------ Provided data ------

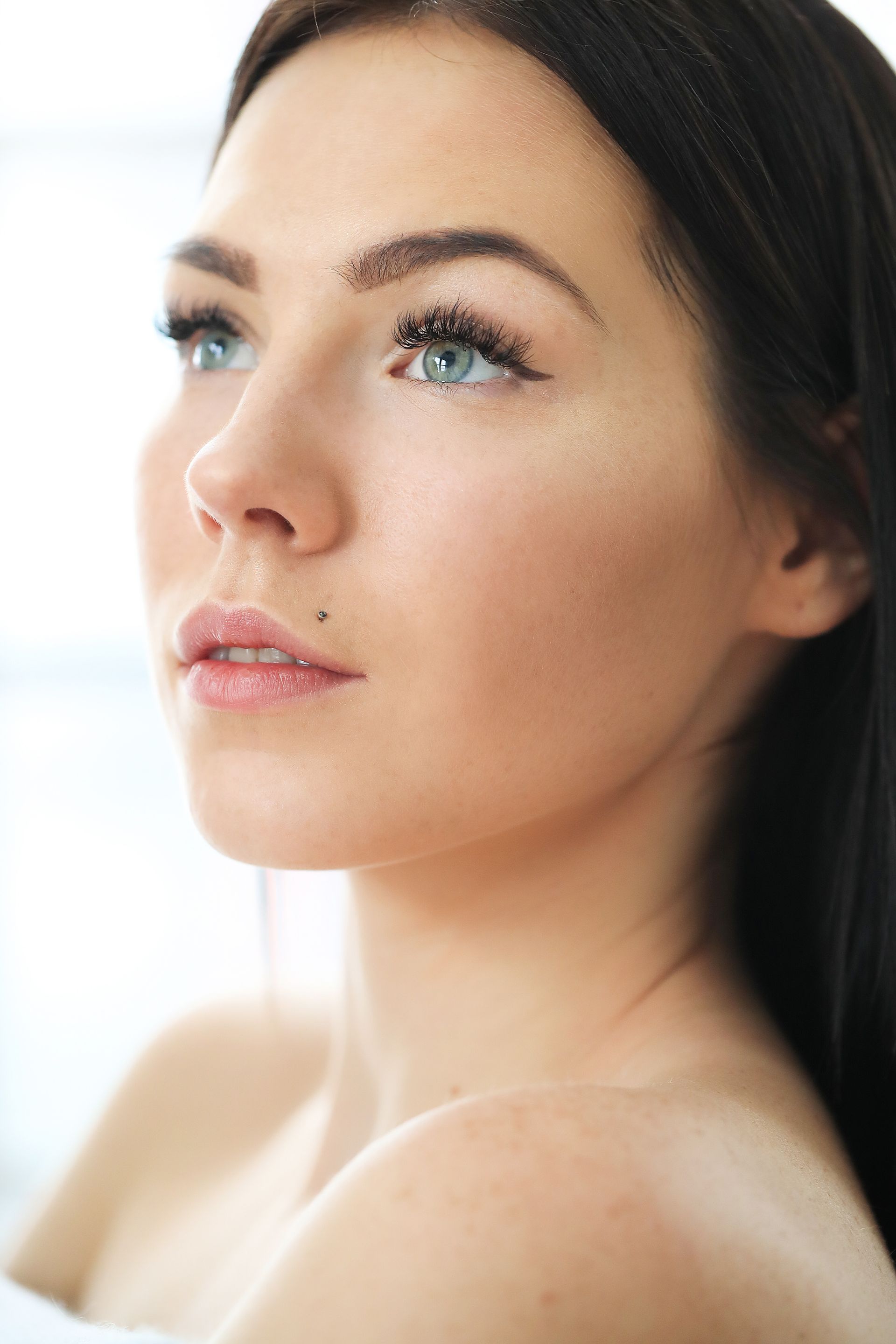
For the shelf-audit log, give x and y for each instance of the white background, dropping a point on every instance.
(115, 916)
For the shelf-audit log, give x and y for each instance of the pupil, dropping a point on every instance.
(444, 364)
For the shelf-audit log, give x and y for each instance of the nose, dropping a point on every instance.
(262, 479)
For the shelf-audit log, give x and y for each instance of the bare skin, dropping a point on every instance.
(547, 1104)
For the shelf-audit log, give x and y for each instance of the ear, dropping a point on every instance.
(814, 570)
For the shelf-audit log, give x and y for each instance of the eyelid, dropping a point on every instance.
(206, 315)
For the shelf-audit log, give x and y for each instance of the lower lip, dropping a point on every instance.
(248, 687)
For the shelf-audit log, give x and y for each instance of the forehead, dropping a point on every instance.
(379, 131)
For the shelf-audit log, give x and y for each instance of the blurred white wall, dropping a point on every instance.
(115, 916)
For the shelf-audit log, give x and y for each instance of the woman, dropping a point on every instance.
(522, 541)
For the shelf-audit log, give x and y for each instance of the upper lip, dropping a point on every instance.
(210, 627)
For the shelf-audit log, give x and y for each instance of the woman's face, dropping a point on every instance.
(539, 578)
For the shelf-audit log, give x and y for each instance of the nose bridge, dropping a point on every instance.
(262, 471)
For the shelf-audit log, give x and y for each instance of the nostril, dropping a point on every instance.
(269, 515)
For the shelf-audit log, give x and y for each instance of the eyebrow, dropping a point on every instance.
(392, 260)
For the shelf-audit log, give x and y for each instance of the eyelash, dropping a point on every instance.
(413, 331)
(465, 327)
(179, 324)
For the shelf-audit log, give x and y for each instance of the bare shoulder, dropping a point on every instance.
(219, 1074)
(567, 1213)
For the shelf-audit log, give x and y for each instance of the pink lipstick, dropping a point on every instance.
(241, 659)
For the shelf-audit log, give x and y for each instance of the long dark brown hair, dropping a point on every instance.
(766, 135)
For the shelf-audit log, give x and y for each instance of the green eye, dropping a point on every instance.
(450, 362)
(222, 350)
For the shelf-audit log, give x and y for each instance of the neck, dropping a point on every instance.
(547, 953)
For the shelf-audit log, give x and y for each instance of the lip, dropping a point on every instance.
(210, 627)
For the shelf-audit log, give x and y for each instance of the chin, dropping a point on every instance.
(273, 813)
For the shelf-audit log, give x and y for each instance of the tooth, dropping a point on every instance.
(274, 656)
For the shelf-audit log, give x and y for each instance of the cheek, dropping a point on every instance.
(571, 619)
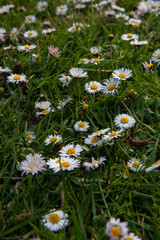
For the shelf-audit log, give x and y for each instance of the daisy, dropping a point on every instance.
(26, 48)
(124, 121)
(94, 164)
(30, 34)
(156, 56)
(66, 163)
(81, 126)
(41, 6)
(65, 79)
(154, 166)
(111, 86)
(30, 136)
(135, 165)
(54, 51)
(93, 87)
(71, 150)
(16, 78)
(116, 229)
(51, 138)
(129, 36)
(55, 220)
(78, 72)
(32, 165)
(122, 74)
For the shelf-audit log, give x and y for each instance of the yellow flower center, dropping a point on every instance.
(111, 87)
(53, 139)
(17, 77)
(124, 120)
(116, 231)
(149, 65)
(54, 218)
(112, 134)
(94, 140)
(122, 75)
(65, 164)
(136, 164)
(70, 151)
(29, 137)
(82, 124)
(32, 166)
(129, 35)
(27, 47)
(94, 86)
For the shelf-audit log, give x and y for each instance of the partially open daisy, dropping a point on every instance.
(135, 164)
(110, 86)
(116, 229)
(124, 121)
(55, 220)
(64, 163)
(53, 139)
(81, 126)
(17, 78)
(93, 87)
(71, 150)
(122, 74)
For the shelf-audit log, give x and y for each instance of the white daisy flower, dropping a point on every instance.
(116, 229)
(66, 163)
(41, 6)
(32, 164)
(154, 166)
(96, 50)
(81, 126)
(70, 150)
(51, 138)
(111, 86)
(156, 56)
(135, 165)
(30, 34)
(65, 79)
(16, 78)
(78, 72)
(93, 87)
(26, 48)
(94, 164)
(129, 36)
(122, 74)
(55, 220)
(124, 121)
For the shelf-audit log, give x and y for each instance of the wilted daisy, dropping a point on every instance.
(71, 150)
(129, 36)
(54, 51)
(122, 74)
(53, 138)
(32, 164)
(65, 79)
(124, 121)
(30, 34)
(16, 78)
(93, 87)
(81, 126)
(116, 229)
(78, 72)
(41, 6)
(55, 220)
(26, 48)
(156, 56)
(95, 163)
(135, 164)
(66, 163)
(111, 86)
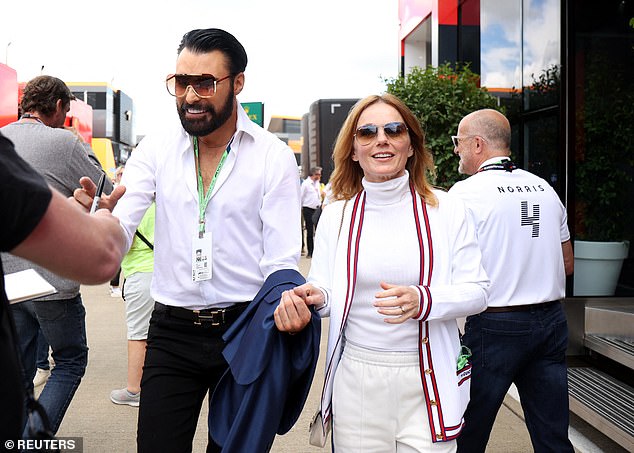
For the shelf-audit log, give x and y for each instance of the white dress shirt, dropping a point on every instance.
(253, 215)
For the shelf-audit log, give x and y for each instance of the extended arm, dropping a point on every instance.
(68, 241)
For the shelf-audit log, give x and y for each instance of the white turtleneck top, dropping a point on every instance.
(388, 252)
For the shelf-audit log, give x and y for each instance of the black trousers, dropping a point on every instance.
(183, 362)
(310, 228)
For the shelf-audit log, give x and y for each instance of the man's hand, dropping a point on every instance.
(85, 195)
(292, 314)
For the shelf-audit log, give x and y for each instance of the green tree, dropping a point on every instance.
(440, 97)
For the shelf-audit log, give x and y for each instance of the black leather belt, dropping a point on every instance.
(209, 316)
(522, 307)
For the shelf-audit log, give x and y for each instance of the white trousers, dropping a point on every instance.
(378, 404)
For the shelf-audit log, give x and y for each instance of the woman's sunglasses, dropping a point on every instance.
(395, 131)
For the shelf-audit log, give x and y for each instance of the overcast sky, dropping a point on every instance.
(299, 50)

------

Replace "shelf-audit log" with "inventory log" throughout the material above and write it all out again with nothing else changed. Leave the pictures out of your answer.

## Output for this task
For the inventory log, give x and y for each instance of the white background, dropping a point on every instance.
(115, 916)
For the inventory log, give x and y for each instance of the pupil, dropping a point on every instance.
(444, 364)
For the inventory log, give x and y for each instance of the nose, dropping a point on every instance.
(262, 479)
For the inventory log, give x and y for each instance of the bare skin, dropping a point on every instance.
(547, 1104)
For the inventory log, give x and y for each instance of the ear, dropping a point on every instance.
(814, 570)
For the inventory log, give x and y for each instance of the eyelid, dropping a point on every instance.
(206, 315)
For the inventory log, give x and y for each instance of the lower lip, dropping a point on every instance.
(248, 687)
For the inventory log, give x and y for each instance of the forehead, dropping a point on every instance.
(379, 131)
For the inventory log, give x and y for each instance of the blurred white wall, dropping a point on every instance.
(115, 916)
For the inventory log, give x and y for each instance of the woman, dropping a point on every instance.
(522, 541)
For the inventory log, give x and y for each instance of the upper lip, dropping a point on every instance.
(210, 627)
For the inventory log, give x and y for each instance of the woman's face, dropping a point on every instance.
(539, 578)
For the inventory log, give x and y for each instance of the nose bridge, dropping a point on every instance.
(262, 471)
For the inventory log, give x and y for each instance of the nostril, dropping a point on every instance.
(269, 515)
For the inventory log, give x and y for each instance of the eyebrow, dropping a point on every instance.
(392, 260)
For the inventory log, give x and y for each instance of the eyelash, dropping a point on every instance.
(413, 331)
(465, 327)
(179, 324)
For the inventory log, give x and y for each instance of the bare shoulder, dropping a point on every instance.
(219, 1074)
(567, 1213)
For the inventory log, give x and y for each instance of the pink lipstick, dropping a point on every instance.
(241, 659)
For the inventory log, give x and y for each instance of the long dark brown hair, dropping a point on every instance.
(766, 135)
For the inventory log, give x and y for each instance of the green eye, dropping a point on every instance.
(450, 362)
(222, 350)
For the inventory log, give x and y for each instance of the neck, dropping a point on every instance.
(547, 953)
For the inventory log, give x and y for each instance of the lip, dropping a point on every instance.
(210, 627)
For the inventory log, give x and y for each instance of the chin, dropping a point on every instance.
(273, 813)
For the inventory log, give x and y for each instance of the tooth, dropping a point on every instance.
(274, 656)
For the inventory log, give x and y for each instance of the cheek, dropping a point on every instance.
(571, 619)
For the inventory log, give x and y for each instance of the daisy, dropping a point on every instance.
(26, 48)
(124, 121)
(94, 164)
(30, 34)
(156, 56)
(66, 163)
(81, 126)
(41, 6)
(65, 79)
(154, 166)
(111, 86)
(30, 136)
(135, 165)
(54, 51)
(93, 87)
(71, 150)
(16, 78)
(116, 229)
(51, 138)
(129, 36)
(55, 220)
(78, 72)
(32, 165)
(122, 74)
For the inventory log, give x and y for each instance of the yellow flower center, dropping a point on every instance.
(111, 87)
(53, 139)
(17, 77)
(124, 120)
(116, 231)
(149, 65)
(54, 218)
(112, 134)
(94, 140)
(122, 75)
(65, 164)
(136, 164)
(70, 151)
(29, 137)
(82, 124)
(32, 166)
(129, 35)
(27, 47)
(94, 86)
For the inventory log, give x and y for each instance of the partially open daisy, dropping a point on every instance.
(135, 164)
(110, 86)
(116, 229)
(124, 121)
(55, 220)
(64, 163)
(53, 139)
(81, 126)
(17, 78)
(93, 87)
(71, 150)
(122, 74)
For the inventory log, give x and y for each instance of the white daisy flower, dropping a point on every instance.
(116, 229)
(66, 163)
(41, 6)
(32, 164)
(154, 166)
(96, 50)
(81, 126)
(70, 150)
(51, 138)
(111, 86)
(156, 56)
(135, 165)
(30, 34)
(65, 79)
(16, 78)
(78, 72)
(93, 87)
(26, 48)
(94, 164)
(129, 36)
(122, 74)
(55, 220)
(124, 121)
For the inventory log, give x and y for each instance of the wilted daisy, dropping a point on every instance.
(71, 150)
(129, 36)
(54, 51)
(122, 74)
(53, 138)
(32, 164)
(65, 79)
(124, 121)
(30, 34)
(16, 78)
(93, 87)
(81, 126)
(116, 229)
(78, 72)
(41, 6)
(55, 220)
(26, 48)
(156, 56)
(95, 163)
(135, 164)
(66, 163)
(111, 86)
For the inventory log, give x and y for each instance of the white dress shirt, dropping a point on every instance.
(253, 215)
For the inventory log, give x and y for each instance of the extended arm, dropping a point on every instance.
(68, 241)
For the inventory log, give x and y for each instance of the white turtleneck top, dropping a point on every instance.
(388, 252)
For the inventory log, give x and y for each instance of the black trousers, dropping a point on every instance.
(183, 362)
(310, 228)
For the inventory log, give x and y for each instance of the man's hand, dropping a point on every instance.
(85, 195)
(292, 314)
For the inventory log, give x and y for each instance of the green tree, dropping a point on every instance.
(440, 97)
For the inventory log, give x and y for each instance of the black leather belt, dropping a point on every instance.
(209, 316)
(522, 307)
For the inventory log, give x and y for each instance of the white trousers, dropping a point on every instance.
(378, 404)
For the inventory log, give x and y for each instance of the woman's sunglasses, dropping a point on every instance.
(395, 131)
For the inventory log, give x and y for each instance of the overcast sky, dropping a point on every instance.
(299, 50)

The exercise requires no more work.